Instructions to follow – Copy out exactly every line from the line containing "Put a marker on each instance of the white" until the records below end, inclusive of both boundary lines.

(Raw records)
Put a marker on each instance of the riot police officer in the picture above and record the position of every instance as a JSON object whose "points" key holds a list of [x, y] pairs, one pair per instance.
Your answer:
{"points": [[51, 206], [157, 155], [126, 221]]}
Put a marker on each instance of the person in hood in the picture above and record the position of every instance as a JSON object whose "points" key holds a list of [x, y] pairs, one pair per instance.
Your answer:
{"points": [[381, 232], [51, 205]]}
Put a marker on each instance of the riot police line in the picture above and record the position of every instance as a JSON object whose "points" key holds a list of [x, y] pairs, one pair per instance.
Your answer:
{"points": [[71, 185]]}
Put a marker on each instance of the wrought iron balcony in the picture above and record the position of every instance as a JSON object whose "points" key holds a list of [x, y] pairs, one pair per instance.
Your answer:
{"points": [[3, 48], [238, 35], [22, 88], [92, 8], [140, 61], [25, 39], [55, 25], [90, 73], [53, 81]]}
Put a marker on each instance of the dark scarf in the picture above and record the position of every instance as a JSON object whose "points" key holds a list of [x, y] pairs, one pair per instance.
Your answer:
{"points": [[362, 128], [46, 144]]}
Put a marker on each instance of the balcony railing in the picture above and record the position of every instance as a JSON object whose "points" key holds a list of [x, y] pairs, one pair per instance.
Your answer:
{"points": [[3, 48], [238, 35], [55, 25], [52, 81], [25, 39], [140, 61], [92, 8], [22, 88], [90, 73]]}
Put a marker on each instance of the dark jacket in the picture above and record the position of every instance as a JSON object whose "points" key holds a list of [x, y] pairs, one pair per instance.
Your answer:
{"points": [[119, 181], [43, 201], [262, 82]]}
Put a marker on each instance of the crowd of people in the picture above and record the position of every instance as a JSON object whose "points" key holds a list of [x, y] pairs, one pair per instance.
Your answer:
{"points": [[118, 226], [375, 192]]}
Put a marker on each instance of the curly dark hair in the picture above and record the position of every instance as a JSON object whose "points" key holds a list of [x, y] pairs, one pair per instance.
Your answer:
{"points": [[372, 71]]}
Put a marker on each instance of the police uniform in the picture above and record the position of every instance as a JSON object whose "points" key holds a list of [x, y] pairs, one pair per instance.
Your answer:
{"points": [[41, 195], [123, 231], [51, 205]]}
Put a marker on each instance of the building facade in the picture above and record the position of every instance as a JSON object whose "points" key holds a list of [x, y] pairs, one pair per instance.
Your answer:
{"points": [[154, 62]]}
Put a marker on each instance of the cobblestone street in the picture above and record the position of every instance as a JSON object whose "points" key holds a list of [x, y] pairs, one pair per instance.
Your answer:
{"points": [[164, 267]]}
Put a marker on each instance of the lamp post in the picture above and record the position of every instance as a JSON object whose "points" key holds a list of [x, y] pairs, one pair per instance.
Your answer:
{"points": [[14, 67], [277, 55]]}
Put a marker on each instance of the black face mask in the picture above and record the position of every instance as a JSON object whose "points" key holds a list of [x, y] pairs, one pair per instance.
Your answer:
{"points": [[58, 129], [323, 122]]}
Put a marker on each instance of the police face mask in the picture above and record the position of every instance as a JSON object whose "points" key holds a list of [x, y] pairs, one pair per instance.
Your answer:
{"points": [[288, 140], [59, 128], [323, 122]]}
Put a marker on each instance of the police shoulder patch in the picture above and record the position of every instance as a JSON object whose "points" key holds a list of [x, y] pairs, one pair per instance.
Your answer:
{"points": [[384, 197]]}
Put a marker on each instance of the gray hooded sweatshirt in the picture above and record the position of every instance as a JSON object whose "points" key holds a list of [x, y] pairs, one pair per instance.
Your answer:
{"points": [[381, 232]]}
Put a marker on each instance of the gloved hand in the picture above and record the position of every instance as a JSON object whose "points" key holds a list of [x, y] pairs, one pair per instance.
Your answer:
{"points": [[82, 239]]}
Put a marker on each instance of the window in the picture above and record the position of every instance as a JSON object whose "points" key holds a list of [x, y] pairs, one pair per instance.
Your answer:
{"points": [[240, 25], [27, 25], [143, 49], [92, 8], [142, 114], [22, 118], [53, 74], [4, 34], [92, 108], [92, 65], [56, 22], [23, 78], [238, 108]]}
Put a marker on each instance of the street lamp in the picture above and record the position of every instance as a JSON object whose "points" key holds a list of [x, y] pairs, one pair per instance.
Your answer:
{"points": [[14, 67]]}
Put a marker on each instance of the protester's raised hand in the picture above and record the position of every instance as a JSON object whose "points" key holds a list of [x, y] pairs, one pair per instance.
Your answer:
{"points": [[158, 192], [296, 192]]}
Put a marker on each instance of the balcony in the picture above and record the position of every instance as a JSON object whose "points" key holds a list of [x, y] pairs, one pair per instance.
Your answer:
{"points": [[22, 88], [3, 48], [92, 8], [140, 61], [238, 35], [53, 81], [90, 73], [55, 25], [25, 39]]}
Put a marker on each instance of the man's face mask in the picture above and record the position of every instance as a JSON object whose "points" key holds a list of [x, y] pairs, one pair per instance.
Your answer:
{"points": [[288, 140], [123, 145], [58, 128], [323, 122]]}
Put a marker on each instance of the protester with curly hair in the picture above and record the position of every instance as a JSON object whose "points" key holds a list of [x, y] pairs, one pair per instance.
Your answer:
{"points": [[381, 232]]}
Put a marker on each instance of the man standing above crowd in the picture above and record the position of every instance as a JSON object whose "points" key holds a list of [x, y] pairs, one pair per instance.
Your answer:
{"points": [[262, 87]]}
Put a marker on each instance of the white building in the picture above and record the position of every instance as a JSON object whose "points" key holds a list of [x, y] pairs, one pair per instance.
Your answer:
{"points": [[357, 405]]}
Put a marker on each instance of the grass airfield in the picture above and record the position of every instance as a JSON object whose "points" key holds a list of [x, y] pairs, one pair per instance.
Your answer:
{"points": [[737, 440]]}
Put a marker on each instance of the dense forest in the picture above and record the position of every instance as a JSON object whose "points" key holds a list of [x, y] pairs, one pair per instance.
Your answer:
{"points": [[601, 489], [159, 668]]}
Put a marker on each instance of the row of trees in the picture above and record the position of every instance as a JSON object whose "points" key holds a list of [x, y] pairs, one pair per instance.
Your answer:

Exercise result –
Put a marker on each instance of the white building in the picture above and record the position of every instance as a JSON object whose "points" key holds a list of [x, y] pairs, one pair per instance.
Your answer:
{"points": [[357, 405]]}
Put a marker on each instance of the grass airfield in the picture above and record the position of every instance as a JSON object whose "points" key holds a list of [x, y] pairs, one pair per instance.
Your answer:
{"points": [[737, 440]]}
Put a marker on each instance of the dense forest in the picture above and record the position of every instance as a JSON object whose "points" key holds a list of [x, y] pairs, one pair per instance.
Your answer:
{"points": [[601, 489], [159, 668]]}
Put a marker on each instance of the row of trees in the picture above and record the position of every instance as a JSON object whose "points" key holds a list of [x, y] pairs, one pair per instance.
Your answer:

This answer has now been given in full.